#### [TASK BRIEF]
Extend the CKA study guide repository dump below, starting right after the README's last line.

#### [EXCERPT PROVIDED]
★ ★ ★ ★ ★

├── LICENSE
├── README.md
└── objectives
    ├── cluster_arch.md
    └── overview.md


/LICENSE:
--------------------------------------------------------------------------------
 1 | MIT License
 2 | 
 3 | Copyright (c) 2020 Ned Bellavance
 4 | 
 5 | Permission is hereby granted, free of charge, to any person obtaining a copy
 6 | of this software and associated documentation files (the "Software"), to deal
 7 | in the Software without restriction, including without limitation the rights
 8 | to use, copy, modify, merge, publish, distribute, sublicense, and/or sell
 9 | copies of the Software, and to permit persons to whom the Software is
10 | furnished to do so, subject to the following conditions:
11 | 
12 | The above copyright notice and this permission notice shall be included in all
13 | copies or substantial portions of the Software.
14 | 
15 | THE SOFTWARE IS PROVIDED "AS IS", WITHOUT WARRANTY OF ANY KIND, EXPRESS OR
16 | IMPLIED, INCLUDING BUT NOT LIMITED TO THE WARRANTIES OF MERCHANTABILITY,
17 | FITNESS FOR A PARTICULAR PURPOSE AND NONINFRINGEMENT. IN NO EVENT SHALL THE
18 | AUTHORS OR COPYRIGHT HOLDERS BE LIABLE FOR ANY CLAIM, DAMAGES OR OTHER
19 | LIABILITY, WHETHER IN AN ACTION OF CONTRACT, TORT OR OTHERWISE, ARISING FROM,
20 | OUT OF OR IN CONNECTION WITH THE SOFTWARE OR THE USE OR OTHER DEALINGS IN THE
21 | SOFTWARE.
22 | 


--------------------------------------------------------------------------------
/README.md:
--------------------------------------------------------------------------------
 1 | # CKA-Study-Guide
 2 | This is my (Ned Bellavance) study guide for the Certified Kubernetes Administrator exam. In the guide I plan to include relevant study materials, the exam objectives, and code examples.

★ ★ ★ ★ ★

#### [RECORDED DATA]
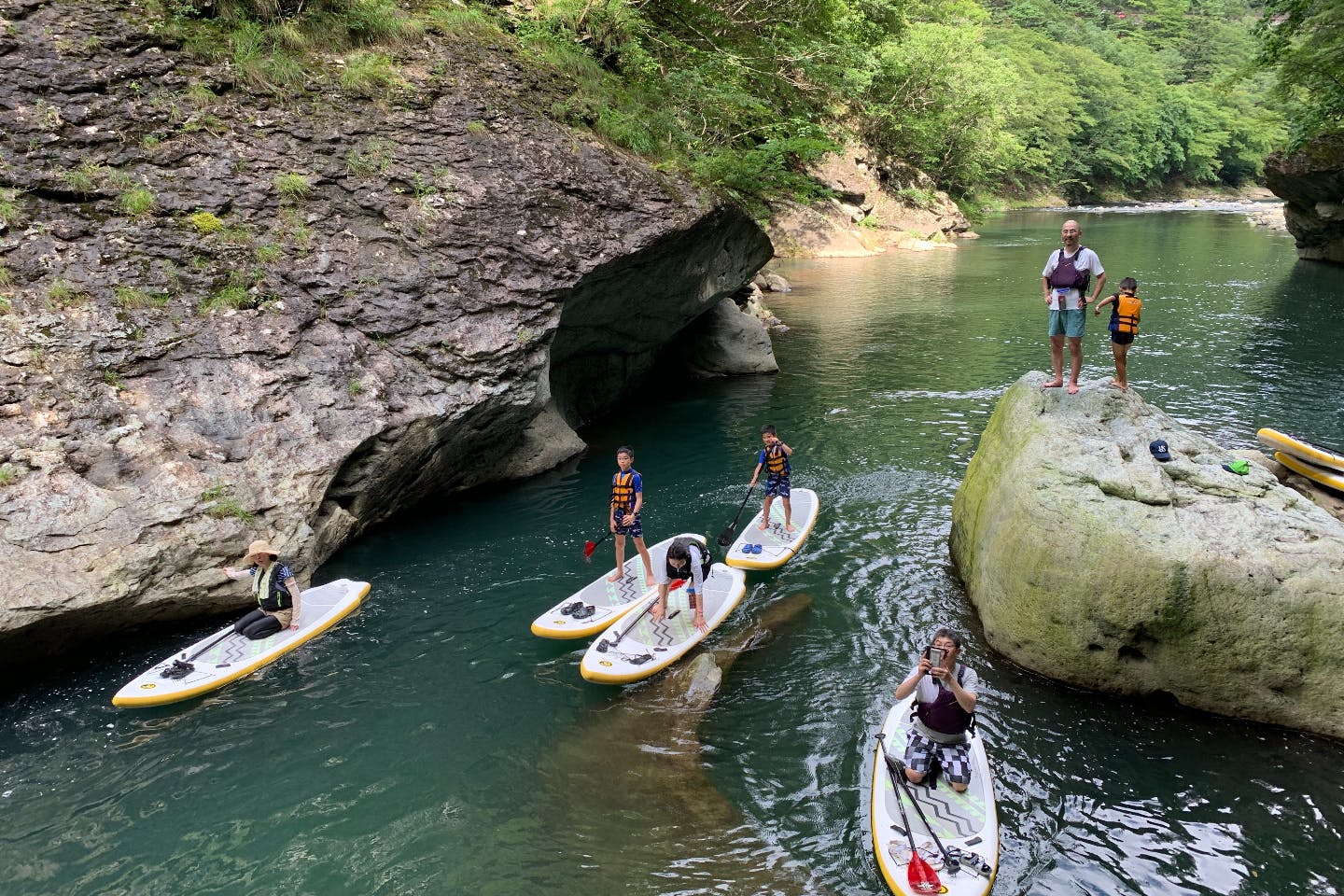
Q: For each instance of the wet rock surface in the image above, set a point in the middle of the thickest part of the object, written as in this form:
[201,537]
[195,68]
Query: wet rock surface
[229,315]
[1093,563]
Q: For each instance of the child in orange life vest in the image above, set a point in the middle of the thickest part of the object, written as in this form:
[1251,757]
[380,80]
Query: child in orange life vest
[1124,324]
[623,517]
[775,459]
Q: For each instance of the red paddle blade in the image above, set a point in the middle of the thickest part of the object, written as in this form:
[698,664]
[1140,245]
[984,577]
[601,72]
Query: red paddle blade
[922,877]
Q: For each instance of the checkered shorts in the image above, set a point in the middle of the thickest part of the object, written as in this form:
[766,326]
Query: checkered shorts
[635,529]
[953,758]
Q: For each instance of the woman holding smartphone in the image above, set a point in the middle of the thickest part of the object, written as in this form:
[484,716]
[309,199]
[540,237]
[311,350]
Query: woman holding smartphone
[945,699]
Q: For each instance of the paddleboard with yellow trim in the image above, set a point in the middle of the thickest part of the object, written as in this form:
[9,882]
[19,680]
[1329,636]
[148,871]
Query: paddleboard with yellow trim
[1301,450]
[1319,474]
[609,601]
[776,546]
[228,656]
[967,821]
[637,649]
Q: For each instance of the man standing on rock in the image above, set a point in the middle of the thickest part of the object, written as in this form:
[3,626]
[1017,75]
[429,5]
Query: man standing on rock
[1065,287]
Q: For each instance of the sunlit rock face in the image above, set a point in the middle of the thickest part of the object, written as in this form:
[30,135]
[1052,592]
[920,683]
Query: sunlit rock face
[1310,182]
[1092,562]
[229,315]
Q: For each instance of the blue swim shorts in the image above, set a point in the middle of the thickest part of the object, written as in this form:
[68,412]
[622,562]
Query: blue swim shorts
[1068,323]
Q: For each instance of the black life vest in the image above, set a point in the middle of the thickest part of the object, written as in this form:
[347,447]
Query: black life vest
[1069,277]
[945,715]
[684,572]
[271,593]
[623,491]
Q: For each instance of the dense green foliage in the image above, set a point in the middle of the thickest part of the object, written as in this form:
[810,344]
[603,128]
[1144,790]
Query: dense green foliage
[987,95]
[1304,42]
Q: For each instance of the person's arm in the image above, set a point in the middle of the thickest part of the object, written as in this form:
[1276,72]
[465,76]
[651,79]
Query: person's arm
[912,681]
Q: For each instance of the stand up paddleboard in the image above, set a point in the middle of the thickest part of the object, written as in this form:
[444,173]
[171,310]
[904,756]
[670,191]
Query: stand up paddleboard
[967,822]
[777,544]
[1329,479]
[609,599]
[1301,450]
[228,656]
[637,649]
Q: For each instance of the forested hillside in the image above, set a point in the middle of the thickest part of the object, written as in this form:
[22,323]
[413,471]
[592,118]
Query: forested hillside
[991,97]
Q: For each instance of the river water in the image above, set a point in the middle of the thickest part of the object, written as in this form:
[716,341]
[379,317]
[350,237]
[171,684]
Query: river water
[431,745]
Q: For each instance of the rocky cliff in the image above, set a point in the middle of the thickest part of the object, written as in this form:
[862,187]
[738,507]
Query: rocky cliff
[228,315]
[1094,563]
[1310,180]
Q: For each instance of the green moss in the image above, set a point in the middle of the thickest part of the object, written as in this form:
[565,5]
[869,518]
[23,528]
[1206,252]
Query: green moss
[204,222]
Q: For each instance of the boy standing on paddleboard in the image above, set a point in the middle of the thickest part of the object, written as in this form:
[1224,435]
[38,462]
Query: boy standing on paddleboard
[623,519]
[775,458]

★ ★ ★ ★ ★

#### [RESPONSE TO THE TASK]
 3 | 
 4 | ## How to use this guide
 5 | 
 6 | I'm just starting to write the guide, so honestly I'm not sure how it will be used. My best guess is to look at my notes for each objective and check out the code examples.
 7 | 
 8 | ## Pre-requisites
 9 | Personally I plan to use a combination of Docker Desktop, minikube, and Azure Kubernetes Service to work on the code exercises. I may also try *Kubernetes the Hard Way* except on Microsoft Azure to save money. I've got `kubectl` installed, along with helm. And I am going to use Windows Subsystem for Linux v2 for the exercises. We'll see how it goes.
10 | 
11 | ## Branching
12 | My plan is to create a branch for each objective and merge the branches into `main` when I feel each is completed. Please don't commit to main.
13 | 


--------------------------------------------------------------------------------
/objectives/cluster_arch.md:
--------------------------------------------------------------------------------
  1 | # Cluster architecture, installation, and configuration
  2 | 
  3 | The following objectives live under this domain:
  4 | 
  5 | * Manage RBAC
  6 | * Use Kubeadm to install a basic cluster
  7 | * Manage a highly-available Kubernetes cluster
  8 | * Provision underlying infrastructure to deploy a Kubernetes cluster
  9 | * Perform a version upgrade on a Kubernetes cluster using Kubeadm
 10 | * Implement etcd backup and restore
 11 | 
 12 | ## Manage RBAC
 13 | Managing RBAC means understanding what the RBAC components are and how they fit together. Right now I know that there are roles, roleBindings, clusterRoles, clusterRoleBindings, and serviceAccounts. Those are the objects I know about. 
 14 | 
 15 | When a user or pod (service account) tries to use the Kubernetes API, they have to go through three steps: Authentication (AuthN), Authorization (AuthZ), and Admission Control.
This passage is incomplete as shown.